AIM OF THE EXERCISE
Please pull out each row below that contains the word "black", copying every such row in full. Matching is case-sensitive.

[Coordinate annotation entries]

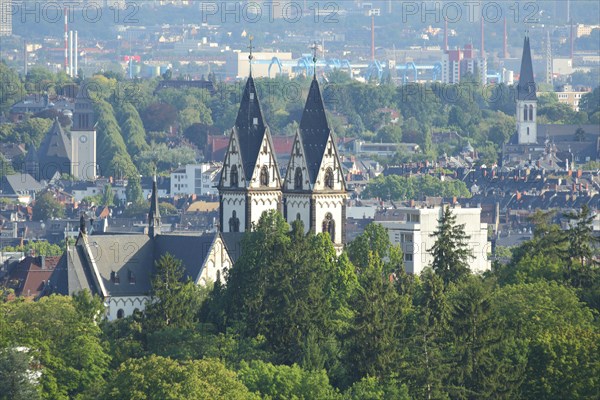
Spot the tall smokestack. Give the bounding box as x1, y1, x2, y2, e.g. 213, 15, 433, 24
73, 31, 79, 76
481, 16, 485, 58
571, 20, 575, 62
69, 31, 74, 78
444, 20, 448, 51
64, 7, 69, 74
23, 39, 29, 76
503, 16, 508, 59
371, 13, 375, 61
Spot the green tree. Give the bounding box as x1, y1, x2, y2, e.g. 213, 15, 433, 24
0, 295, 110, 399
238, 360, 340, 400
0, 348, 40, 400
405, 268, 451, 399
347, 252, 410, 380
100, 183, 115, 207
104, 355, 253, 400
344, 376, 411, 400
33, 192, 65, 221
146, 253, 202, 329
447, 275, 527, 399
347, 223, 404, 273
565, 204, 598, 287
427, 206, 472, 284
125, 175, 145, 204
522, 326, 600, 399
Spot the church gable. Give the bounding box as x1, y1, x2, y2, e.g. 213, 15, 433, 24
313, 135, 346, 191
219, 128, 246, 189
284, 133, 311, 191
245, 128, 281, 189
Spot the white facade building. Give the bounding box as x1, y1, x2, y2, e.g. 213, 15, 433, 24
376, 206, 492, 274
171, 163, 221, 196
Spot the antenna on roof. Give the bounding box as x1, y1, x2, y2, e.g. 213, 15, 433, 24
248, 35, 254, 76
311, 41, 319, 79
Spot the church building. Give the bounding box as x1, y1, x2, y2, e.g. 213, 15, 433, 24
502, 36, 600, 171
218, 48, 347, 253
25, 83, 97, 180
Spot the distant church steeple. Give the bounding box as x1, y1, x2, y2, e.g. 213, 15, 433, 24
516, 36, 537, 144
148, 175, 161, 237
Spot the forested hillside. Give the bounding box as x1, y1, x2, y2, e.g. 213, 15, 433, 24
0, 210, 600, 400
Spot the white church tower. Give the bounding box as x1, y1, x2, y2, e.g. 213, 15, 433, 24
218, 44, 281, 232
283, 49, 348, 252
516, 36, 537, 144
71, 82, 96, 181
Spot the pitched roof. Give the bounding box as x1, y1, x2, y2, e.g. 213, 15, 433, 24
7, 256, 60, 297
235, 76, 267, 182
517, 36, 537, 100
40, 118, 71, 160
154, 234, 215, 280
300, 78, 331, 183
0, 173, 44, 195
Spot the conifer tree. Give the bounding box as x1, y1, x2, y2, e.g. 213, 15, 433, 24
428, 207, 472, 285
347, 253, 410, 380
565, 204, 598, 287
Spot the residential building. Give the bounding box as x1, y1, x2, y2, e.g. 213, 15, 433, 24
0, 0, 13, 36
556, 85, 590, 112
225, 51, 293, 79
49, 181, 240, 320
375, 206, 491, 274
170, 163, 221, 196
2, 255, 60, 298
0, 174, 45, 204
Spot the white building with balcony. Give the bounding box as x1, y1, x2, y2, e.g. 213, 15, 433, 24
375, 206, 492, 274
171, 163, 221, 196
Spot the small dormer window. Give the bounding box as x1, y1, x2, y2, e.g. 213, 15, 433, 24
260, 165, 269, 186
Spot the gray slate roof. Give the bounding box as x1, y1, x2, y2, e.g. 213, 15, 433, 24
300, 78, 331, 184
517, 36, 537, 100
235, 76, 268, 182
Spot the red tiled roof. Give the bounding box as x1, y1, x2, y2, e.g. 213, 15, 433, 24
7, 256, 61, 297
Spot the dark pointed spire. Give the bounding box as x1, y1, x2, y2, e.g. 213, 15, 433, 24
311, 41, 319, 80
300, 77, 331, 183
248, 35, 254, 77
235, 69, 266, 182
148, 174, 160, 237
517, 35, 537, 100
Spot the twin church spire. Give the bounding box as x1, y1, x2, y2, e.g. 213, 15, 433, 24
219, 41, 347, 250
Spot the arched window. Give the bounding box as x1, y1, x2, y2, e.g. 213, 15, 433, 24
529, 105, 533, 121
260, 165, 269, 186
323, 213, 335, 242
325, 168, 334, 189
229, 211, 240, 232
294, 167, 302, 190
230, 165, 239, 187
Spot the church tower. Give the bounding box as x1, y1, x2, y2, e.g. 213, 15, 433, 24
218, 43, 281, 232
516, 36, 537, 144
148, 175, 161, 238
283, 49, 347, 252
71, 82, 96, 181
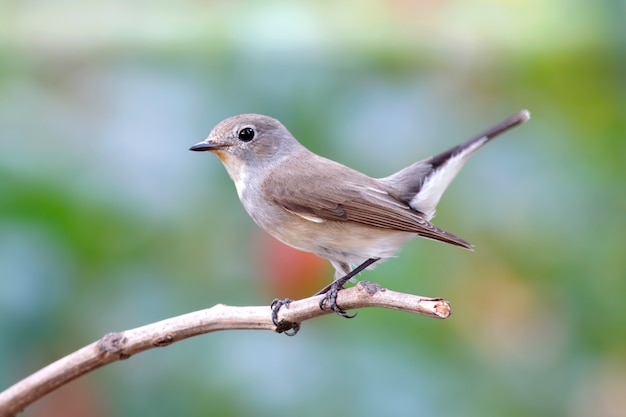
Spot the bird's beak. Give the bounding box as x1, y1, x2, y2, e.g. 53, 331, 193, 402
189, 141, 230, 152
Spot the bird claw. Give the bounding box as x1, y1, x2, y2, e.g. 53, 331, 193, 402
320, 281, 356, 319
270, 298, 300, 336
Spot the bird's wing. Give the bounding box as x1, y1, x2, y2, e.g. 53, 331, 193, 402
262, 161, 472, 249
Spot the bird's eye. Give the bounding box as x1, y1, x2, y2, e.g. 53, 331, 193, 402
239, 127, 254, 142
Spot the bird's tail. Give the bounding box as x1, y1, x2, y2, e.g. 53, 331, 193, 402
380, 110, 530, 219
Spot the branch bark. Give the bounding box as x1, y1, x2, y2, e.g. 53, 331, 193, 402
0, 281, 450, 417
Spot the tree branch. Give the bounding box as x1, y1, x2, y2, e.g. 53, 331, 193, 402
0, 281, 450, 417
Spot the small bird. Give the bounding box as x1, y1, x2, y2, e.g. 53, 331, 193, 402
189, 110, 530, 324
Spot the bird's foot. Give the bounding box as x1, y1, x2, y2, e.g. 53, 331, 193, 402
320, 280, 356, 319
270, 298, 300, 336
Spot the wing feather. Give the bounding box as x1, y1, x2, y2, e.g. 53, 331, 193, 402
262, 160, 472, 249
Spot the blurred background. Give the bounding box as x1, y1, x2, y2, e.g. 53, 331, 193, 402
0, 0, 626, 417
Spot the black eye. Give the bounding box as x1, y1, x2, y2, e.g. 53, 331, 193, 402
239, 127, 254, 142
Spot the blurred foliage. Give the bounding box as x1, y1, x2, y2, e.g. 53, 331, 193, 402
0, 0, 626, 417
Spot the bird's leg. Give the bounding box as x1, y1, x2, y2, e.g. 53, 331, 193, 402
315, 258, 380, 319
270, 298, 300, 336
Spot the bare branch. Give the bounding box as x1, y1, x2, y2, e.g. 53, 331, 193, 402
0, 281, 450, 417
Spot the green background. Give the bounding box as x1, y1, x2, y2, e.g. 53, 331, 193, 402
0, 0, 626, 417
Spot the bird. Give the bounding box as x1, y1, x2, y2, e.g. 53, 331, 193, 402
189, 110, 530, 331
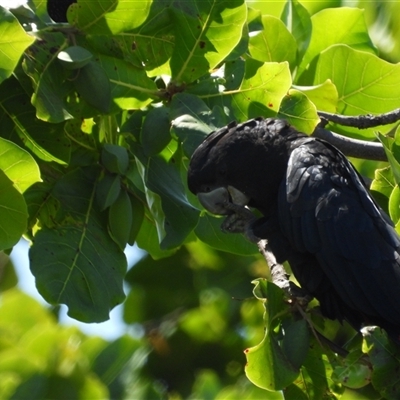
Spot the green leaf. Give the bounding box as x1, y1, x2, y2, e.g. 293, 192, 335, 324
0, 6, 35, 82
332, 349, 372, 389
0, 138, 41, 193
101, 143, 129, 175
194, 214, 258, 255
228, 59, 292, 121
23, 32, 73, 123
96, 174, 121, 211
293, 79, 339, 113
298, 7, 374, 84
370, 167, 396, 202
277, 89, 320, 134
389, 185, 400, 233
97, 54, 158, 111
67, 0, 152, 35
93, 335, 141, 386
284, 336, 342, 400
57, 46, 93, 69
170, 0, 247, 83
108, 190, 132, 250
376, 131, 400, 184
361, 326, 400, 400
140, 107, 171, 156
0, 170, 28, 250
128, 194, 144, 246
29, 168, 126, 322
249, 15, 297, 68
170, 93, 218, 157
281, 0, 313, 60
0, 78, 71, 164
245, 279, 298, 391
136, 215, 176, 260
145, 156, 199, 250
73, 61, 111, 114
315, 45, 400, 138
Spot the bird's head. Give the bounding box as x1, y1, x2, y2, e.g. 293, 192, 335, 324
188, 119, 286, 215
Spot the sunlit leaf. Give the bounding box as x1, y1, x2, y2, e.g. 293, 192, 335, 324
0, 6, 35, 82
67, 0, 151, 35
0, 170, 28, 250
314, 45, 400, 138
293, 79, 339, 113
0, 78, 71, 164
232, 59, 292, 121
277, 89, 320, 134
0, 138, 41, 193
298, 7, 374, 84
281, 0, 313, 59
170, 0, 246, 83
249, 15, 297, 67
29, 169, 126, 322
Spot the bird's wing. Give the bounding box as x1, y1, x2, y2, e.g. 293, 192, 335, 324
279, 138, 400, 326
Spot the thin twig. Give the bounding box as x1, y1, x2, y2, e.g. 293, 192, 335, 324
312, 127, 387, 161
318, 108, 400, 129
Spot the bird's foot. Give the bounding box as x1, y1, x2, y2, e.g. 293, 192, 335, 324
221, 202, 260, 243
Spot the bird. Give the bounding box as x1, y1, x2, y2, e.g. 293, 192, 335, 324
187, 117, 400, 340
47, 0, 77, 22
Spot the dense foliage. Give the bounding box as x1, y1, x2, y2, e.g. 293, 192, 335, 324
0, 0, 400, 400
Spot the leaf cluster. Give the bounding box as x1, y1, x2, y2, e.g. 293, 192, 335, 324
0, 0, 400, 399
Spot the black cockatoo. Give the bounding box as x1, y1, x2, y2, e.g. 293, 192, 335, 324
188, 118, 400, 339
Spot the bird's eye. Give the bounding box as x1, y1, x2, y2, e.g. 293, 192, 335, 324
218, 168, 226, 176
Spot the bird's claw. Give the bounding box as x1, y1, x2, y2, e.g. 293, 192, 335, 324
221, 202, 260, 243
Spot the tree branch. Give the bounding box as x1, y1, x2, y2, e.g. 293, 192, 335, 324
312, 126, 387, 161
318, 108, 400, 129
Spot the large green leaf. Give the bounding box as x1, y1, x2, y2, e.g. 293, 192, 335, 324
314, 45, 400, 138
0, 6, 35, 82
231, 59, 292, 121
0, 170, 28, 250
146, 156, 199, 250
0, 138, 41, 193
297, 7, 374, 84
169, 93, 227, 157
0, 78, 71, 164
29, 169, 126, 322
170, 0, 246, 83
98, 55, 157, 110
23, 32, 77, 123
293, 79, 339, 113
277, 89, 320, 134
67, 0, 152, 35
249, 15, 297, 67
245, 279, 308, 391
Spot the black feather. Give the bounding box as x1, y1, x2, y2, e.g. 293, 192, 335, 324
188, 118, 400, 338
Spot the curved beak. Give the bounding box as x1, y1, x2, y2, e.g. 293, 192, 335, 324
197, 186, 250, 215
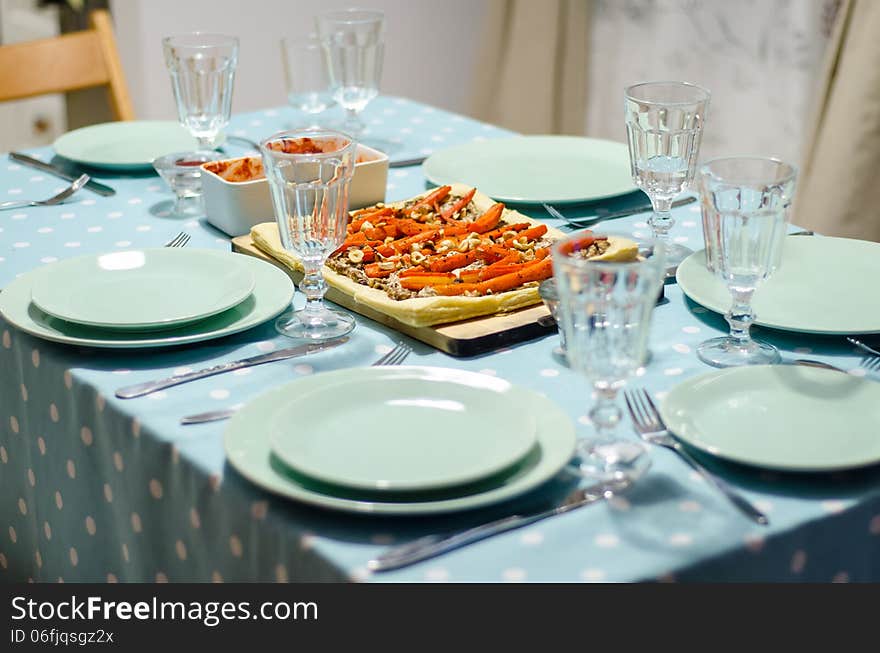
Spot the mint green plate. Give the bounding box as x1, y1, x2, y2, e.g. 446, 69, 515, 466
52, 120, 217, 171
269, 367, 536, 492
660, 365, 880, 472
0, 254, 293, 349
423, 136, 636, 204
224, 367, 575, 515
676, 236, 880, 335
31, 247, 254, 330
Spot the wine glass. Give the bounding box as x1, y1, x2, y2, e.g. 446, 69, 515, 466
553, 232, 666, 483
624, 82, 709, 274
697, 157, 797, 367
316, 9, 385, 139
162, 32, 238, 150
260, 128, 357, 340
281, 34, 334, 127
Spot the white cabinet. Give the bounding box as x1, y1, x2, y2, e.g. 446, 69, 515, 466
0, 0, 67, 151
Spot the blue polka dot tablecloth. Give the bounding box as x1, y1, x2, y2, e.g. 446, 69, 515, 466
0, 97, 880, 582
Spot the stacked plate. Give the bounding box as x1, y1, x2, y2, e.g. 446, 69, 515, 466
225, 367, 575, 515
0, 248, 293, 348
661, 236, 880, 472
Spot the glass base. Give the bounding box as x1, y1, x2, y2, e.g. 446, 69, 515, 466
577, 440, 651, 487
275, 309, 355, 341
666, 243, 694, 277
697, 337, 782, 367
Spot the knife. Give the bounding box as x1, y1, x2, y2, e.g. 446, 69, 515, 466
9, 152, 116, 197
367, 481, 629, 571
388, 156, 428, 168
116, 336, 348, 399
565, 197, 697, 227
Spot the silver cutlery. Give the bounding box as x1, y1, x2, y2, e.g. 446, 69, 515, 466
162, 231, 189, 247
370, 342, 412, 367
859, 356, 880, 372
388, 156, 428, 168
116, 337, 348, 399
624, 390, 770, 526
9, 152, 116, 197
0, 175, 89, 209
180, 338, 412, 426
543, 197, 697, 227
791, 358, 848, 374
367, 474, 629, 572
226, 136, 260, 152
847, 337, 880, 356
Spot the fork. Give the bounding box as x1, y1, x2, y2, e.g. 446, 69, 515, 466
859, 356, 880, 372
0, 175, 91, 209
846, 336, 880, 357
370, 342, 412, 367
624, 389, 770, 526
163, 231, 190, 247
180, 342, 412, 426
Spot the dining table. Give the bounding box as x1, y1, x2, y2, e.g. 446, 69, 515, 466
0, 95, 880, 582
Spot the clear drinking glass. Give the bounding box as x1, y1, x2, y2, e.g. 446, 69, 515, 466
553, 233, 666, 482
316, 9, 385, 139
281, 34, 334, 127
162, 32, 238, 149
153, 150, 223, 216
697, 157, 797, 367
260, 128, 357, 340
624, 82, 709, 274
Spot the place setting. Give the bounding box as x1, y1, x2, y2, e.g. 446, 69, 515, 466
0, 241, 293, 349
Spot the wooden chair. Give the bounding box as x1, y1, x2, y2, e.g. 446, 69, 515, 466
0, 9, 134, 120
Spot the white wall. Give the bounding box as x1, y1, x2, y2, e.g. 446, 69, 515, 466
111, 0, 486, 119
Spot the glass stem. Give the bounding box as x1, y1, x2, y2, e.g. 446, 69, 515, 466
589, 383, 623, 444
648, 199, 675, 243
299, 260, 327, 324
725, 289, 755, 349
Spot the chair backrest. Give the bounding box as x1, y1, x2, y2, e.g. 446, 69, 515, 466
0, 9, 134, 120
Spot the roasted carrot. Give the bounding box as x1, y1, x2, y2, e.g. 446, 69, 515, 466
364, 263, 394, 279
483, 222, 532, 240
427, 249, 480, 272
400, 272, 455, 290
468, 202, 504, 234
403, 186, 452, 216
436, 258, 553, 295
348, 206, 394, 233
440, 188, 477, 220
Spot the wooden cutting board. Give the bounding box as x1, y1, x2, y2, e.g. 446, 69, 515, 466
232, 234, 556, 356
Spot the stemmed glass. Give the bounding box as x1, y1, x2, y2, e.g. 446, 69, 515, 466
553, 233, 666, 483
697, 157, 797, 367
316, 9, 385, 139
624, 82, 709, 274
162, 32, 238, 150
260, 128, 357, 340
281, 34, 334, 127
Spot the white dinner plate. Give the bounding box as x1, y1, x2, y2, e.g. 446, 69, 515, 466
52, 120, 222, 172
0, 254, 294, 349
31, 247, 254, 330
223, 367, 575, 515
676, 236, 880, 335
269, 367, 536, 492
423, 136, 636, 204
661, 365, 880, 472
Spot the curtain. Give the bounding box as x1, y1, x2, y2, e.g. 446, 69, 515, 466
794, 0, 880, 241
474, 0, 589, 134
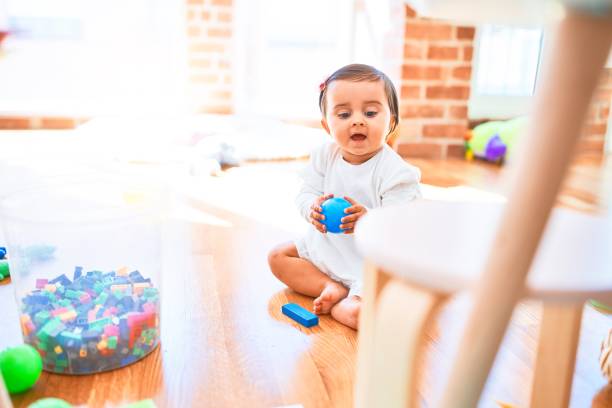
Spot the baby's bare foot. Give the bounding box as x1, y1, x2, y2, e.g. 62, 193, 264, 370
331, 296, 361, 330
312, 282, 348, 314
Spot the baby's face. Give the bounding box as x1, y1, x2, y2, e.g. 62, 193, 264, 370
322, 80, 391, 164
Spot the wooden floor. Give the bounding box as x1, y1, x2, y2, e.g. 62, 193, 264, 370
0, 155, 612, 407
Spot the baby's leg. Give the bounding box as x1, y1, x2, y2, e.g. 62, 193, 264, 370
268, 242, 348, 314
331, 295, 361, 330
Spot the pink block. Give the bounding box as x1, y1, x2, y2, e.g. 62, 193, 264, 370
104, 324, 119, 337
51, 307, 69, 317
36, 279, 49, 289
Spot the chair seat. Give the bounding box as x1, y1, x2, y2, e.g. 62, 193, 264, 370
355, 200, 612, 301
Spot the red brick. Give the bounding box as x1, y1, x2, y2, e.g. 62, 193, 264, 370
427, 45, 459, 60
0, 116, 32, 130
425, 86, 470, 100
457, 27, 476, 40
402, 65, 442, 79
401, 85, 421, 99
423, 124, 467, 139
187, 25, 202, 37
400, 104, 444, 118
198, 104, 232, 115
189, 74, 219, 84
446, 143, 465, 159
463, 45, 474, 61
189, 59, 212, 68
210, 91, 232, 100
189, 43, 226, 53
448, 106, 467, 119
40, 118, 76, 129
406, 5, 416, 18
404, 43, 424, 59
396, 142, 444, 159
208, 28, 232, 38
217, 11, 232, 23
405, 21, 453, 40
593, 88, 612, 101
453, 66, 472, 80
577, 138, 606, 156
583, 123, 607, 137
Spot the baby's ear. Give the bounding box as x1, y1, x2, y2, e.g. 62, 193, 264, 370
321, 118, 331, 135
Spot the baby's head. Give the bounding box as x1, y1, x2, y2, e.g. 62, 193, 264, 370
319, 64, 399, 164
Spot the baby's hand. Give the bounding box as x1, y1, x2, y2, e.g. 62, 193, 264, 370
340, 196, 368, 234
310, 194, 334, 234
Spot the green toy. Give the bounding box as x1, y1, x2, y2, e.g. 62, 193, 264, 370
0, 344, 42, 394
28, 398, 72, 408
465, 117, 527, 162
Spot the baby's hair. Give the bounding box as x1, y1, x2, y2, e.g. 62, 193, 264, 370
319, 64, 399, 134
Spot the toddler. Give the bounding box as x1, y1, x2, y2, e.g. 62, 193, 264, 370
268, 64, 421, 329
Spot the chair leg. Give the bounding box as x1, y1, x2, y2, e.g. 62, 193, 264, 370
531, 303, 584, 408
354, 260, 390, 408
355, 281, 446, 408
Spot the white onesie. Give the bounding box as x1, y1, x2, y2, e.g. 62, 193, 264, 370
295, 142, 421, 296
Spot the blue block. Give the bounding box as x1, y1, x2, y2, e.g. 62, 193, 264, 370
49, 274, 72, 286
281, 303, 319, 327
72, 266, 83, 281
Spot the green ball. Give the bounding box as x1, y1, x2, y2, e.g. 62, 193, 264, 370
0, 259, 10, 280
28, 398, 72, 408
0, 344, 42, 394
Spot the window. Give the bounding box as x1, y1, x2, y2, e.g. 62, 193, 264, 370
470, 25, 542, 118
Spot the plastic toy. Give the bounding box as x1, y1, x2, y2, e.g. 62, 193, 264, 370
0, 259, 11, 280
465, 117, 527, 162
0, 344, 42, 394
20, 266, 159, 374
0, 247, 11, 281
28, 398, 72, 408
281, 303, 319, 327
321, 197, 352, 234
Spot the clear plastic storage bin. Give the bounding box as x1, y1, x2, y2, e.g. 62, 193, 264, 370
0, 178, 163, 374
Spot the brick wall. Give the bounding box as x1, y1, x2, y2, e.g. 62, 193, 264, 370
186, 0, 233, 113
396, 6, 475, 158
0, 114, 89, 130
578, 68, 612, 156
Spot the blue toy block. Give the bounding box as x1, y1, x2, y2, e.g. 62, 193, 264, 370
49, 274, 72, 286
72, 266, 83, 281
281, 303, 319, 327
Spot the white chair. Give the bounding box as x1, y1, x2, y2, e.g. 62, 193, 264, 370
355, 6, 612, 408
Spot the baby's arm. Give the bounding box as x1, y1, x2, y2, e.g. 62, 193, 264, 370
381, 166, 422, 207
295, 145, 333, 233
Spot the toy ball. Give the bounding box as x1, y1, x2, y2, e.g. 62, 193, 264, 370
0, 344, 42, 394
321, 197, 352, 234
28, 398, 72, 408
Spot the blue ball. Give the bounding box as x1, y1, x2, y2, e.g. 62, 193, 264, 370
321, 197, 352, 234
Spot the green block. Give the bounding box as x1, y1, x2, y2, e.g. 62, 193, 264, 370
106, 336, 117, 350
123, 399, 157, 408
0, 259, 10, 280
34, 310, 51, 326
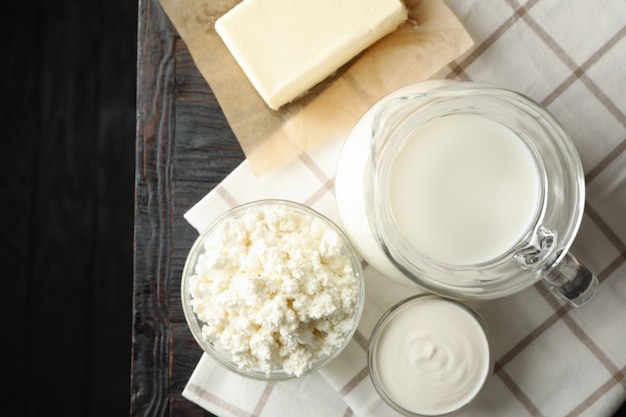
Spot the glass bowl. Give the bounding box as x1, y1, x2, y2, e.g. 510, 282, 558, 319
368, 293, 494, 417
181, 200, 364, 380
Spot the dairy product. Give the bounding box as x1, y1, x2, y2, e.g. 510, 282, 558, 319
370, 297, 491, 415
215, 0, 407, 109
390, 114, 541, 265
189, 204, 360, 376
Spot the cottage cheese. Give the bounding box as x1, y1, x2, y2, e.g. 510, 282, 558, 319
189, 205, 360, 376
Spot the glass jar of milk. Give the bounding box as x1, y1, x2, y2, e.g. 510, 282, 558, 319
336, 81, 598, 306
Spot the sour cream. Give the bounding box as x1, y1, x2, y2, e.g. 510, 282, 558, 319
369, 295, 492, 416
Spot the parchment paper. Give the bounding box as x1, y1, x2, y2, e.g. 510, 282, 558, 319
160, 0, 473, 175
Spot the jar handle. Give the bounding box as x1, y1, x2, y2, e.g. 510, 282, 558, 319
515, 226, 599, 307
544, 252, 599, 307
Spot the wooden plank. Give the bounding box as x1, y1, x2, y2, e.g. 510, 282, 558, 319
131, 0, 244, 416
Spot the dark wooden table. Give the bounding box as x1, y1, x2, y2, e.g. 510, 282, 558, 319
131, 0, 244, 416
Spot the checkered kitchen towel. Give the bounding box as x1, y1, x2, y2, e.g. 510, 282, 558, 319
183, 0, 626, 417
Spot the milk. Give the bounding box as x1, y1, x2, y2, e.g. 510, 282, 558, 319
389, 114, 541, 265
370, 298, 491, 415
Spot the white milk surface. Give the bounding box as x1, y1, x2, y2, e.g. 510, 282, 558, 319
390, 114, 541, 265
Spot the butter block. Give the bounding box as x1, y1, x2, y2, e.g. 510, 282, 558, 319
215, 0, 407, 110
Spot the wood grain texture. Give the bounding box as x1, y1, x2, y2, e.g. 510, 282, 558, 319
5, 0, 137, 417
131, 0, 244, 416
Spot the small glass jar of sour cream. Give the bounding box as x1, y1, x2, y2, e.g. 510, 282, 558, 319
368, 294, 494, 416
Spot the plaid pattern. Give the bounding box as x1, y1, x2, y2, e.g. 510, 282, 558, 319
183, 0, 626, 417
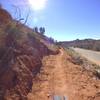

COMPLETED TASK
Spot the black eye. Give the bounding box as x1, y1, x2, y2, e.g. 53, 331, 193, 402
Spot the black cockatoo. Give the bounding box as x1, y1, x2, y2, e.g. 293, 192, 335, 324
Spot the black feather. Give the bounding box as x1, y1, x2, y2, e.g. 293, 192, 335, 324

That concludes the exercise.